- Page

Gradient Descent

Gradient descent is a first-order iterative optimisation algorithm for finding a local minimum of a differentiable function. It is the core update rule behind training nearly all deep learning models.

Update Rule

Given a loss $\mathcal{L}(\theta)$ and learning rate $\eta$, parameters are updated as:

$$ \theta_{t+1} = \theta_t - \eta,\nabla_\theta,\mathcal{L}(\theta_t) $$

The gradient $\nabla_\theta,\mathcal{L}$ points in the direction of steepest ascent, so subtracting it moves toward lower loss.

(Point annotation records)
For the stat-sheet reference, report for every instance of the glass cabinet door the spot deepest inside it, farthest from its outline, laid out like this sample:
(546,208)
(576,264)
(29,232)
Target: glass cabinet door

- Tasks
a. Filter the rows by copying out each line that contains the string "door", treating case as significant.
b. Write the next part of the gradient descent page, starting after its final sentence.
The gradient descent page has no connection to the rows.

- Responses
a.
For the stat-sheet reference, report for every instance of the glass cabinet door the spot deepest inside it, farthest from its outline, laid out like this sample:
Target: glass cabinet door

b.
Variants

Variant Batch size Characteristic
Batch GD Full dataset Stable, slow per step
Stochastic GD 1 sample Noisy, fast, escapes local minima
Mini-batch GD $m$ samples Practical balance; standard in practice

With Momentum

Momentum accumulates a velocity vector in the gradient direction, dampening oscillation:

$$ v_{t+1} = \beta v_t + (1-\beta),\nabla_\theta,\mathcal{L}(\theta_t) \qquad \theta_{t+1} = \theta_t - \eta,v_{t+1} $$

Implementation

def sgd(params, grads, lr=0.01, momentum=0.9, velocity=None):
    if velocity is None:
        velocity = [0.0] * len(params)
    updated = []
    for p, g, v in zip(params, grads, velocity):
        v_new = momentum * v + (1 - momentum) * g
        updated.append((p - lr * v_new, v_new))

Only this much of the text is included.